Given problem A:
Pull out every line of the records that contains the string "woman", matching upper and lower case exactly.

Document segment:
---*---
That said, this card type makes sense only when your spending habits align with the reward structure and you're genuinely able to extract value from the bundled credits. If you travel two or three times a year and rarely touch lounge access or elite hotel benefits, a premium card with a lower fee will almost certainly return more on net. Flat-rate cash-back cards or co-branded airline cards often serve moderate spenders better when their primary goal is simplicity rather than maximizing transferable points.

The math on sign-up bonuses tells a direct story. The Amex Platinum's $3,500 projected bonus value minus the $895 annual fee leaves a theoretical first-year surplus of roughly $2,605 before any ongoing earning. Compare that to the Chase Sapphire Reserve, where a 125,000-point bonus lands at approximately $2,500 using our 2.0¢ valuation for Chase UR (the Reserve's 1.5¢ portal rate matters less here since transfer redemptions are what drive that figure). Net first-year value on the Reserve after the $795 annual fee comes in around $1,705. Neither number accounts for ongoing earning, and both depend entirely on you transferring points to partners and finding award availability, which for premium cabin redemptions is far from certain.
---*---
Provided information:
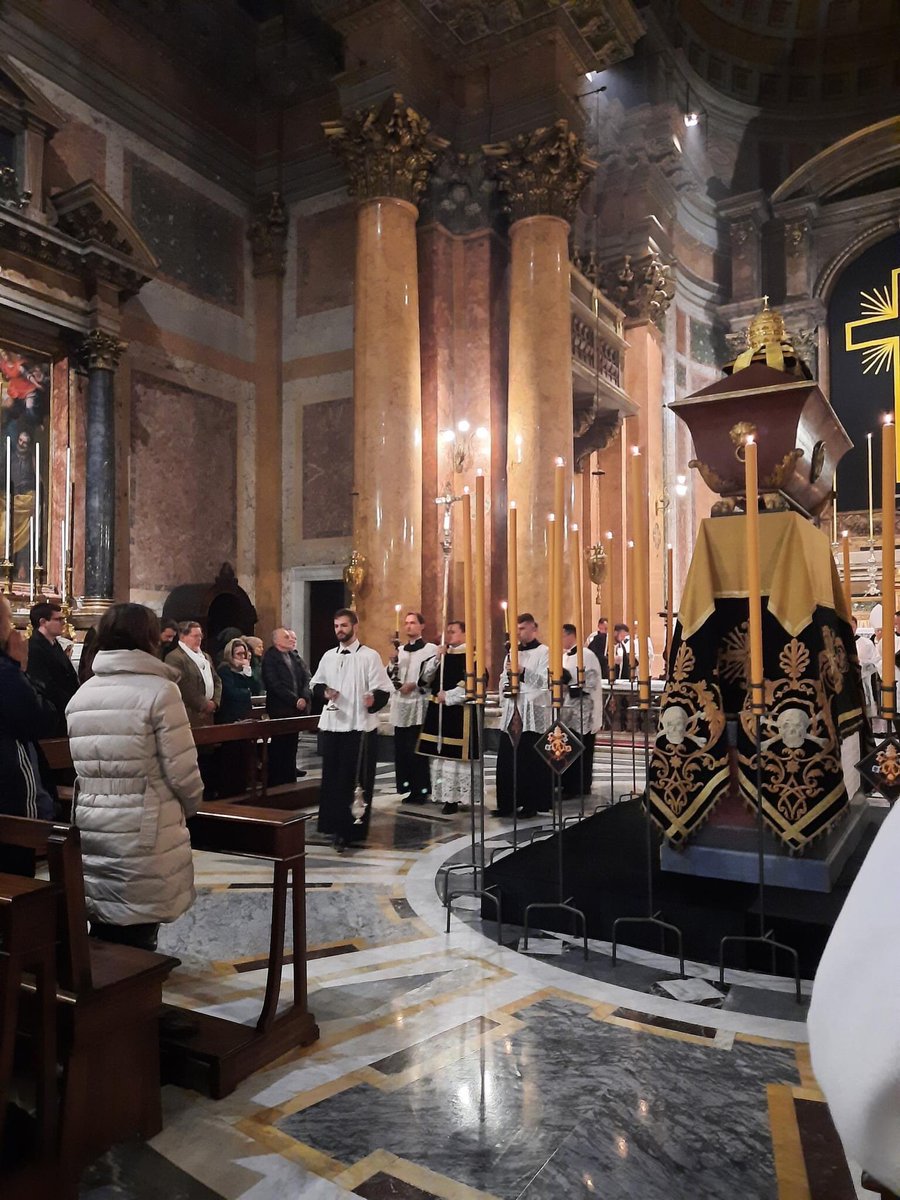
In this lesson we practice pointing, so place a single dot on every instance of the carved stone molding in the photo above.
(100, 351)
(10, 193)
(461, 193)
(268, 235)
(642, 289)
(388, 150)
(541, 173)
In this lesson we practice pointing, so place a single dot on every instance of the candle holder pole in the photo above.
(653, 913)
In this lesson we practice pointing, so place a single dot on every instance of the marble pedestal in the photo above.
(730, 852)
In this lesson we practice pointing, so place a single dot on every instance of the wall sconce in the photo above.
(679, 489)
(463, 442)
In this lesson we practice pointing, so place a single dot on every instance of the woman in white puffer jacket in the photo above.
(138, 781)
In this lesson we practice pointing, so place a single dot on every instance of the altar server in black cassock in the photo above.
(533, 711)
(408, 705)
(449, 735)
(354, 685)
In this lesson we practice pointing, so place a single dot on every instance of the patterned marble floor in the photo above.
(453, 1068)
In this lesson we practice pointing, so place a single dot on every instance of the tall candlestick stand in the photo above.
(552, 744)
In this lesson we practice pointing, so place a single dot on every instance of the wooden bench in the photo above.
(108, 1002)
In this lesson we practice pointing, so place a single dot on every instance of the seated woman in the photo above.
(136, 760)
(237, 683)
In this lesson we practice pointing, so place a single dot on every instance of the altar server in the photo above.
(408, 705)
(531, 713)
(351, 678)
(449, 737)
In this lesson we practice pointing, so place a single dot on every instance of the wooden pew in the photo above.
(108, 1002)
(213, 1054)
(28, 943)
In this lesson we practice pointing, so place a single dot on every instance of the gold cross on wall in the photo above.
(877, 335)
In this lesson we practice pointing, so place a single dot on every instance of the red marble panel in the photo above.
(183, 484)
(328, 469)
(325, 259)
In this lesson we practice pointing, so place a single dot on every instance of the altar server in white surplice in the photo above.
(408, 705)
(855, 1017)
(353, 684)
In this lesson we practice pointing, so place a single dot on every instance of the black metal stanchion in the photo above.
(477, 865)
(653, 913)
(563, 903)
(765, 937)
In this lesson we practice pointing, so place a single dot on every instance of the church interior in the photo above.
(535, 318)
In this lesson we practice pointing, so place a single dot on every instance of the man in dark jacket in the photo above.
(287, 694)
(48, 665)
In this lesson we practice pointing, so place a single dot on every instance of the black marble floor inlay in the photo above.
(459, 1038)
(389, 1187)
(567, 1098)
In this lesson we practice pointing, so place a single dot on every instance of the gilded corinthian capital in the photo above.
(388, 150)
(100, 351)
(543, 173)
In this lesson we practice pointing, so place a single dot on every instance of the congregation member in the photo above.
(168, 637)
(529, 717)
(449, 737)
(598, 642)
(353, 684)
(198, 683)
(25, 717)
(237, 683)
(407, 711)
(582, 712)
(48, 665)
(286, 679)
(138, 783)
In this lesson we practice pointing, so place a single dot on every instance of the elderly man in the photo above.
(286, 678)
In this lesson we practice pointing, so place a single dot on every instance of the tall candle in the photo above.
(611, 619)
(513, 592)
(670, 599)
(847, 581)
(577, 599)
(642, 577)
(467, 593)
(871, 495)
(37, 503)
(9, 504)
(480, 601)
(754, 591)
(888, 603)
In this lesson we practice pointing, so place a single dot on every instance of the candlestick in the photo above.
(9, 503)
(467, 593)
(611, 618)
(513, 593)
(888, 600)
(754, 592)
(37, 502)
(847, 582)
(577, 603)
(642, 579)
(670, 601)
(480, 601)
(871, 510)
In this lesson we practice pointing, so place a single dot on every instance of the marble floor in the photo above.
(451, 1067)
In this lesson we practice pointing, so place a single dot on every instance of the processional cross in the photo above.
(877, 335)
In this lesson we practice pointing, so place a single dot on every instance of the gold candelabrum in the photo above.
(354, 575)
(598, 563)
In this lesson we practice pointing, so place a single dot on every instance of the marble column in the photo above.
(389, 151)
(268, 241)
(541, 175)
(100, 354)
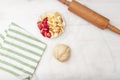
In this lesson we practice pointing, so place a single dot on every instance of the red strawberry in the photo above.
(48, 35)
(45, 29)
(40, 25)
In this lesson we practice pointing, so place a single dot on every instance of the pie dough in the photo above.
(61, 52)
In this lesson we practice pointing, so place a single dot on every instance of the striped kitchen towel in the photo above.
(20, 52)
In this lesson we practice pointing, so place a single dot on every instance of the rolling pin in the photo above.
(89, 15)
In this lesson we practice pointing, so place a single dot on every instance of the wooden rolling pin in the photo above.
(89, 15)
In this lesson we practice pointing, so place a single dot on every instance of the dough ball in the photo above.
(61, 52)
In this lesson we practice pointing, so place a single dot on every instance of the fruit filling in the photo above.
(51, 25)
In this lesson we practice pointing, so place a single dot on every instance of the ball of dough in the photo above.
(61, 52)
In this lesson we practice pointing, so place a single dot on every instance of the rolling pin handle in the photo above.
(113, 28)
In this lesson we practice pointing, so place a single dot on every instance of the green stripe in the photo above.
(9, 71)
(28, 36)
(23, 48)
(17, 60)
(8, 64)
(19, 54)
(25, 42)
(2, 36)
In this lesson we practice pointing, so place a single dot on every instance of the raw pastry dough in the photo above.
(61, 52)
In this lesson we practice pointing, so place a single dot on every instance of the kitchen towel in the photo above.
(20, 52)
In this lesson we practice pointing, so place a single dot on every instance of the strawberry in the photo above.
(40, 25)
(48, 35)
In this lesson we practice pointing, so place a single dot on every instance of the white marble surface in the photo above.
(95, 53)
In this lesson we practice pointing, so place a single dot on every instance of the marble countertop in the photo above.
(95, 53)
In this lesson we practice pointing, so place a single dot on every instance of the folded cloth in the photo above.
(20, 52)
---*---
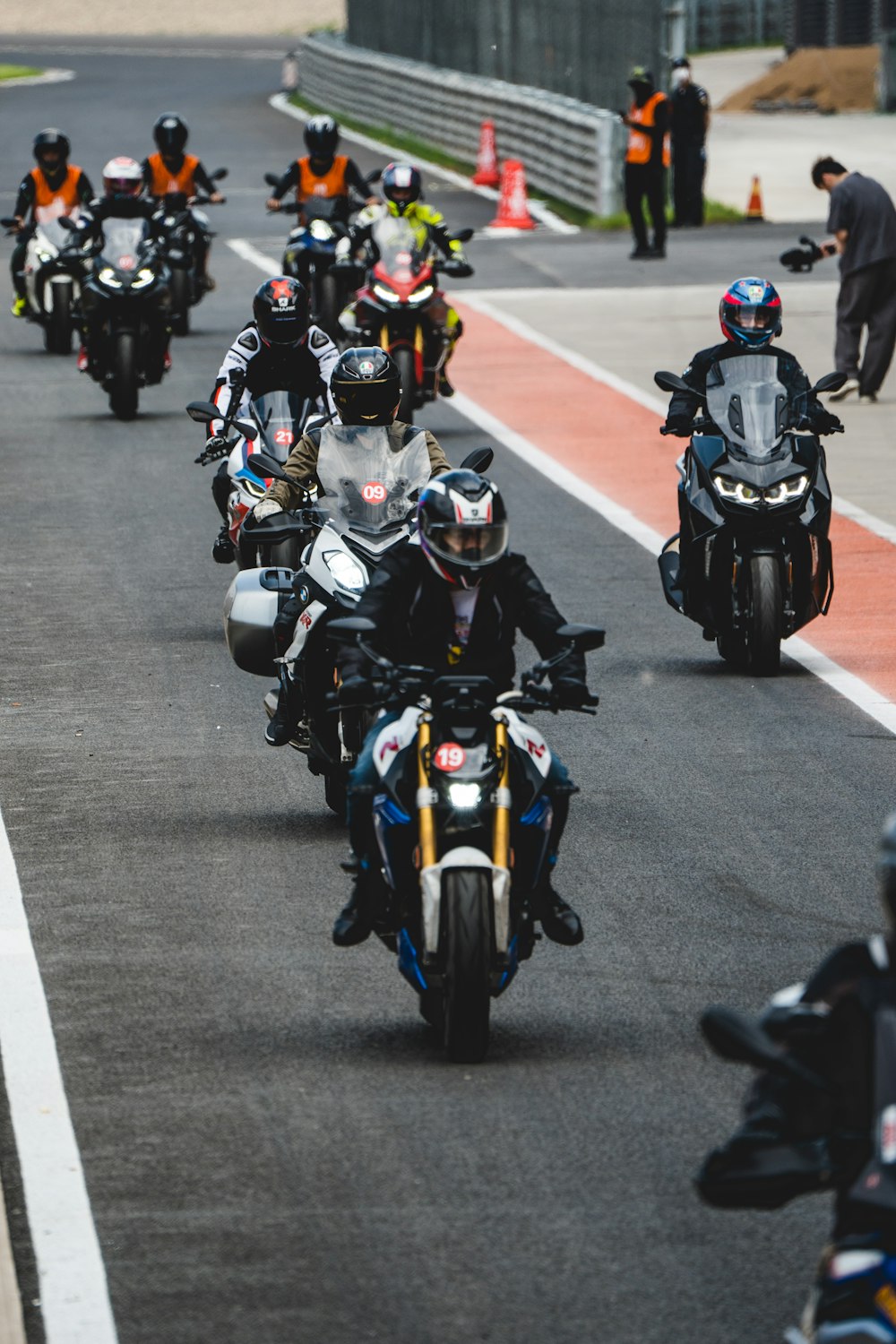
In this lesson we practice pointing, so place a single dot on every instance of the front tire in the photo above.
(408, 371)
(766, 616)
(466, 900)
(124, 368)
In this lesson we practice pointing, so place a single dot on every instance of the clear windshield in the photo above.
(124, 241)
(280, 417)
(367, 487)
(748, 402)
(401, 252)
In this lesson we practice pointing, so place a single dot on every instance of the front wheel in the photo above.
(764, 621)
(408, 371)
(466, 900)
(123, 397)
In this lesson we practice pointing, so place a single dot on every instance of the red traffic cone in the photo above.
---*---
Given problem B:
Continue the passage on premium travel credit cards, starting right after its last sentence.

Result A:
In this lesson we practice pointing, so place a single dot on every instance of the woman in white puffer jacket in the photo above.
In this lesson we practice pointing, so place a single dot on every instance of the seated woman in the photo above.

Result B:
Several runners-up deserve serious consideration depending on your situation. The Capital One Venture Business offers up to 150,000 miles valued at approximately $2,775 for only a $95 annual fee, making it the most efficient bonus-to-fee ratio on this list for business owners who qualify. The American Express Gold Card at $325 annual fee with a 100,000-point bonus ($2,000 value) pulls ahead for high dining and grocery spenders who want Amex MR accumulation without the Platinum's full commitment. The Chase Ink Business Preferred and Chase Ink Business Premier each deliver 100,000 Chase UR points ($2,000 at our 2.0¢ valuation) at $95 and $195 annual fees respectively, and they stack inside the broader Chase UR ecosystem if you're already holding a Sapphire card. The Chase Sapphire Preferred at $95 and 75,000 points ($1,500) remains the entry point for UR transfers, while the Citi Strata Elite at $595 and 75,000 ThankYou points ($1,350) makes sense primarily if Citi's specific airline and hotel transfer partners align with where you already have status or award accounts.

One important note on premium cabin availability: every CPP figure above assumes you can locate saver business or first class award space before transferring points. That space is capacity-controlled and often scarce on high-demand routes and dates. Transfer points only after you've confirmed an available award seat, because most transfers are instant but all are one-way and irreversible.

Before applying, run your actual spending profile through our card matcher quiz or review how we arrive at every CPP figure in our editorial valuation framework, then find space first and transfer.

10 cards ranked by sign-up bonus value

Each card is verified against the issuer's own page monthly. Ratings are editorial, not affiliate-driven.

Editorial standards: we rank cards by realized travel value (not chart-floor pricing). Sign-up bonus dollar value uses our conservative cents-per-point methodology, read the full CPP framework for why our numbers run lower than competitor rankings.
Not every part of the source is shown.